▶ Assigned task:
Report only the number of lines in this material that include the string "parts".

[Provided records — start]

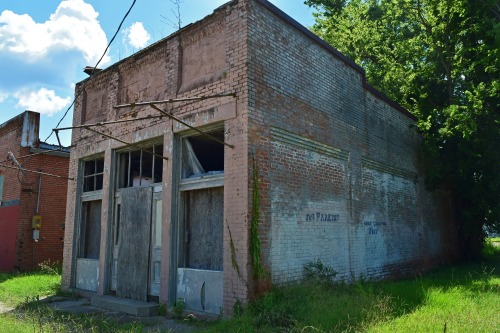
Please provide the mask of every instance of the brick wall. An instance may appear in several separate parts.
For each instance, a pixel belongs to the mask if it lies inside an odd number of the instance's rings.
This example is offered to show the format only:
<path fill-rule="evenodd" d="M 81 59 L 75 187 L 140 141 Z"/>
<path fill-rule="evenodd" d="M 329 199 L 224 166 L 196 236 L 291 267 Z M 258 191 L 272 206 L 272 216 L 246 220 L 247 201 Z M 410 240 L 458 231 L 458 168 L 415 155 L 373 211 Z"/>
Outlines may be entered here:
<path fill-rule="evenodd" d="M 37 155 L 23 166 L 64 178 L 41 177 L 38 193 L 39 175 L 33 174 L 31 180 L 22 187 L 20 219 L 18 222 L 19 255 L 18 266 L 37 268 L 41 262 L 50 260 L 62 264 L 64 243 L 64 220 L 68 179 L 68 158 Z M 38 194 L 38 214 L 42 216 L 42 227 L 38 242 L 32 239 L 32 217 L 36 213 Z"/>
<path fill-rule="evenodd" d="M 38 114 L 30 113 L 30 117 L 31 115 L 35 119 L 31 125 L 38 128 Z M 21 147 L 24 119 L 25 114 L 22 114 L 0 128 L 0 156 L 2 159 L 6 158 L 8 151 L 12 151 L 17 157 L 30 155 L 29 147 Z M 62 177 L 67 177 L 68 174 L 68 158 L 64 157 L 42 154 L 20 158 L 19 162 L 22 163 L 23 168 L 28 170 L 42 171 Z M 12 165 L 10 161 L 2 162 L 2 164 Z M 18 170 L 6 168 L 0 170 L 4 176 L 3 205 L 17 206 L 17 216 L 9 218 L 8 221 L 2 221 L 15 228 L 13 236 L 14 260 L 12 261 L 13 265 L 8 270 L 14 268 L 20 270 L 36 269 L 39 263 L 47 260 L 62 263 L 68 180 L 50 176 L 41 177 L 39 214 L 42 216 L 43 225 L 40 229 L 39 242 L 34 242 L 32 218 L 37 208 L 40 176 L 28 171 L 23 175 Z M 2 211 L 0 211 L 1 213 Z M 9 242 L 11 241 L 9 239 Z"/>
<path fill-rule="evenodd" d="M 272 5 L 250 7 L 258 24 L 249 26 L 249 146 L 272 281 L 301 279 L 316 258 L 343 279 L 449 260 L 449 205 L 425 191 L 412 117 L 369 87 L 358 66 L 265 10 Z"/>

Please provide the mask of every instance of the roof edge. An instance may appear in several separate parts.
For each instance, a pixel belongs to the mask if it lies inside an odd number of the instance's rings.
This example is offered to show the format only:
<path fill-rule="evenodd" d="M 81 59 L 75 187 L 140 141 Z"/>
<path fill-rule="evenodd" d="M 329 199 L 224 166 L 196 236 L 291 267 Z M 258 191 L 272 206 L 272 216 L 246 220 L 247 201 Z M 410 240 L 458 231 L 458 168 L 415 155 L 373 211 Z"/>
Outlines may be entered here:
<path fill-rule="evenodd" d="M 339 58 L 341 61 L 343 61 L 346 65 L 357 71 L 359 74 L 361 74 L 361 81 L 362 81 L 362 86 L 363 88 L 375 95 L 376 97 L 380 98 L 405 116 L 409 117 L 410 119 L 416 121 L 418 118 L 410 113 L 408 110 L 406 110 L 404 107 L 399 105 L 396 101 L 392 100 L 389 98 L 386 94 L 378 90 L 377 88 L 373 87 L 370 85 L 368 82 L 366 82 L 366 73 L 365 70 L 356 64 L 354 61 L 346 57 L 344 54 L 342 54 L 339 50 L 319 38 L 317 35 L 312 33 L 309 29 L 304 27 L 302 24 L 297 22 L 295 19 L 293 19 L 290 15 L 273 5 L 271 2 L 268 0 L 255 0 L 258 3 L 260 3 L 262 6 L 266 7 L 269 11 L 271 11 L 273 14 L 284 20 L 286 23 L 290 24 L 300 32 L 302 32 L 304 35 L 312 39 L 314 42 L 318 43 L 319 46 L 321 46 L 323 49 L 325 49 L 327 52 L 332 54 L 333 56 Z"/>
<path fill-rule="evenodd" d="M 159 40 L 157 40 L 156 42 L 154 42 L 153 44 L 150 44 L 148 46 L 146 46 L 145 48 L 135 52 L 135 53 L 132 53 L 131 55 L 129 55 L 128 57 L 125 57 L 123 59 L 120 59 L 114 63 L 112 63 L 111 65 L 109 65 L 108 67 L 106 68 L 102 68 L 99 72 L 97 73 L 94 73 L 93 75 L 81 80 L 81 81 L 78 81 L 76 82 L 75 86 L 78 86 L 78 85 L 81 85 L 82 83 L 85 83 L 86 81 L 89 81 L 91 78 L 93 78 L 94 76 L 97 76 L 97 75 L 100 75 L 102 73 L 106 73 L 110 70 L 112 70 L 113 68 L 119 66 L 121 63 L 127 61 L 128 59 L 130 58 L 140 58 L 142 56 L 143 53 L 145 52 L 148 52 L 152 49 L 154 49 L 155 47 L 158 47 L 160 44 L 162 43 L 165 43 L 167 40 L 170 40 L 170 39 L 173 39 L 174 37 L 176 37 L 177 35 L 180 35 L 181 33 L 191 29 L 191 28 L 194 28 L 196 25 L 200 24 L 201 21 L 204 21 L 205 19 L 211 17 L 211 16 L 214 16 L 216 15 L 218 12 L 220 12 L 221 10 L 223 10 L 224 8 L 228 7 L 228 6 L 231 6 L 234 2 L 236 1 L 239 1 L 239 0 L 230 0 L 222 5 L 220 5 L 219 7 L 215 8 L 212 13 L 202 17 L 201 19 L 193 22 L 193 23 L 189 23 L 188 25 L 174 31 L 173 33 L 171 33 L 170 35 L 168 36 L 165 36 Z M 75 88 L 76 89 L 76 88 Z"/>

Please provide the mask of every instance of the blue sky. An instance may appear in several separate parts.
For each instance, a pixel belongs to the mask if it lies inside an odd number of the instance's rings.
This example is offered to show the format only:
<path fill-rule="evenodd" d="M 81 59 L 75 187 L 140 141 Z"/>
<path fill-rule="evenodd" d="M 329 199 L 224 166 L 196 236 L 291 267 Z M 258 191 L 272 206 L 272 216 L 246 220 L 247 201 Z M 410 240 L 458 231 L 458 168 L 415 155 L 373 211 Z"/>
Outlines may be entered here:
<path fill-rule="evenodd" d="M 182 26 L 202 19 L 227 0 L 183 0 Z M 271 0 L 304 26 L 313 24 L 303 0 Z M 41 113 L 40 138 L 70 105 L 74 84 L 87 77 L 132 0 L 0 0 L 0 124 L 23 112 Z M 170 0 L 137 0 L 102 65 L 123 59 L 177 30 Z M 60 127 L 71 126 L 72 110 Z M 61 132 L 69 145 L 70 132 Z M 55 143 L 52 136 L 49 143 Z"/>

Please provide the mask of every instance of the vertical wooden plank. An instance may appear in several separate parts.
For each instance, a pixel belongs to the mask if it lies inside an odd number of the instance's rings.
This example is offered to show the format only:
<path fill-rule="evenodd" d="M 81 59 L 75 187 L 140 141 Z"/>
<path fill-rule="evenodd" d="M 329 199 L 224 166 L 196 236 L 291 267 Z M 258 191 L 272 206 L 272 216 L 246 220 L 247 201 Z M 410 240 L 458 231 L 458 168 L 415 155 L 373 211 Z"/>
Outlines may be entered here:
<path fill-rule="evenodd" d="M 155 194 L 156 195 L 156 194 Z M 161 223 L 162 201 L 161 197 L 153 200 L 153 221 L 151 223 L 151 253 L 149 264 L 149 294 L 160 295 L 161 274 Z"/>
<path fill-rule="evenodd" d="M 122 190 L 116 295 L 147 300 L 152 188 Z"/>

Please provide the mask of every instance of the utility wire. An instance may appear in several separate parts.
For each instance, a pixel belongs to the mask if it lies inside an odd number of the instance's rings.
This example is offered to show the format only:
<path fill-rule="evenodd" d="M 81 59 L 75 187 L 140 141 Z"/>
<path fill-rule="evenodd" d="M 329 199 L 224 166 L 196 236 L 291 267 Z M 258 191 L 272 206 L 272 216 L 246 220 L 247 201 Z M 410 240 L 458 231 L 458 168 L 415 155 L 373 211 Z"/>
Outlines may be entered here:
<path fill-rule="evenodd" d="M 118 33 L 120 32 L 120 29 L 122 28 L 122 25 L 123 25 L 123 22 L 125 22 L 125 19 L 127 18 L 128 14 L 130 14 L 130 11 L 132 10 L 132 8 L 134 7 L 135 5 L 135 2 L 137 0 L 134 0 L 132 2 L 132 4 L 130 5 L 130 8 L 128 9 L 127 13 L 125 13 L 125 16 L 123 17 L 122 21 L 120 22 L 120 25 L 118 26 L 118 29 L 116 29 L 116 32 L 115 34 L 113 35 L 113 38 L 111 38 L 111 40 L 109 41 L 108 43 L 108 46 L 106 46 L 106 49 L 104 50 L 104 53 L 102 54 L 101 58 L 99 59 L 99 61 L 97 62 L 97 64 L 94 66 L 94 68 L 92 69 L 92 72 L 90 73 L 90 77 L 92 77 L 92 75 L 94 75 L 94 72 L 97 68 L 97 66 L 99 66 L 99 64 L 101 63 L 102 59 L 104 58 L 104 56 L 106 55 L 106 52 L 108 52 L 108 49 L 109 47 L 111 46 L 111 43 L 113 43 L 113 41 L 115 40 L 116 36 L 118 35 Z M 76 99 L 80 96 L 81 92 L 83 91 L 83 87 L 82 89 L 80 89 L 80 91 L 76 94 L 75 98 L 73 98 L 73 102 L 71 102 L 71 105 L 68 107 L 68 109 L 66 110 L 66 112 L 64 112 L 64 115 L 62 116 L 61 120 L 59 120 L 59 122 L 57 123 L 56 125 L 56 128 L 59 127 L 59 125 L 61 125 L 62 121 L 64 120 L 64 118 L 66 118 L 66 116 L 68 115 L 68 112 L 69 110 L 71 110 L 71 108 L 73 107 L 73 105 L 75 104 L 75 101 Z M 49 134 L 49 136 L 45 139 L 45 142 L 47 142 L 47 140 L 52 136 L 52 134 L 54 133 L 54 130 L 52 130 Z"/>

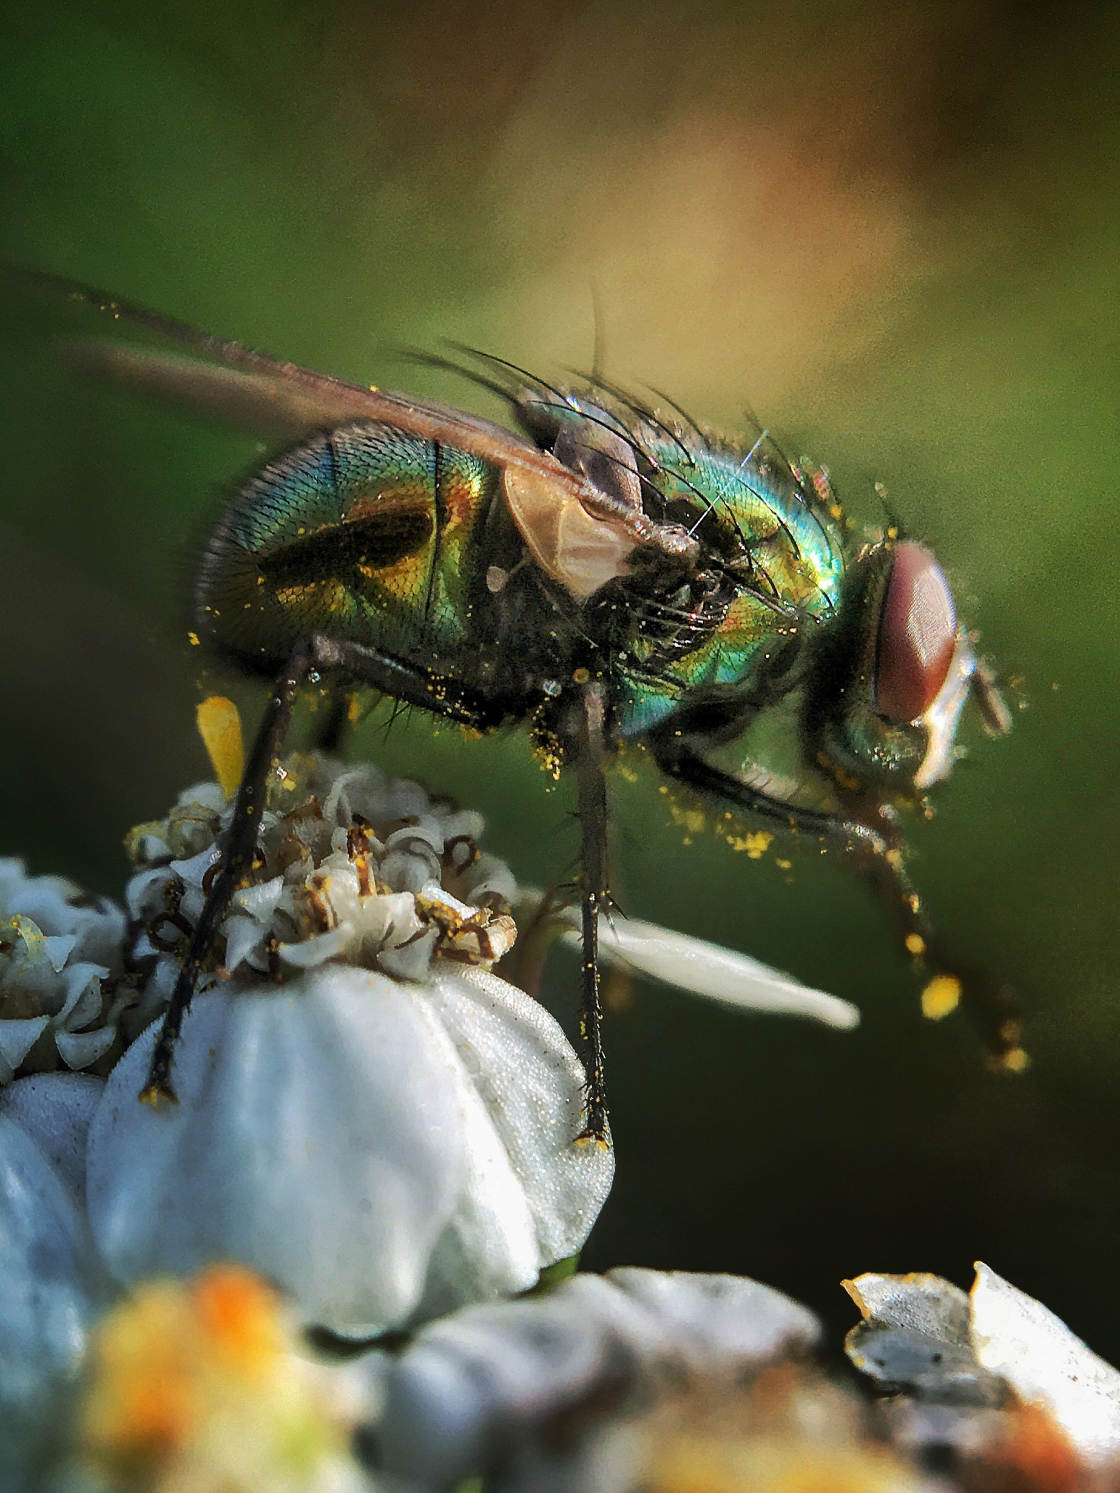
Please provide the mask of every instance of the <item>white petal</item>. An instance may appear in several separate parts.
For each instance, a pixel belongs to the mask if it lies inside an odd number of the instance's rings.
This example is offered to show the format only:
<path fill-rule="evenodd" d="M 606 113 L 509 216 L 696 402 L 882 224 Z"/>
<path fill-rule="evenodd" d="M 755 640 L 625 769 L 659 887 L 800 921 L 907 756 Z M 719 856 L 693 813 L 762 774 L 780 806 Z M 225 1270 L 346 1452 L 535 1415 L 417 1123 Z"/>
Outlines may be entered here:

[Provided records — finish]

▶ Final answer:
6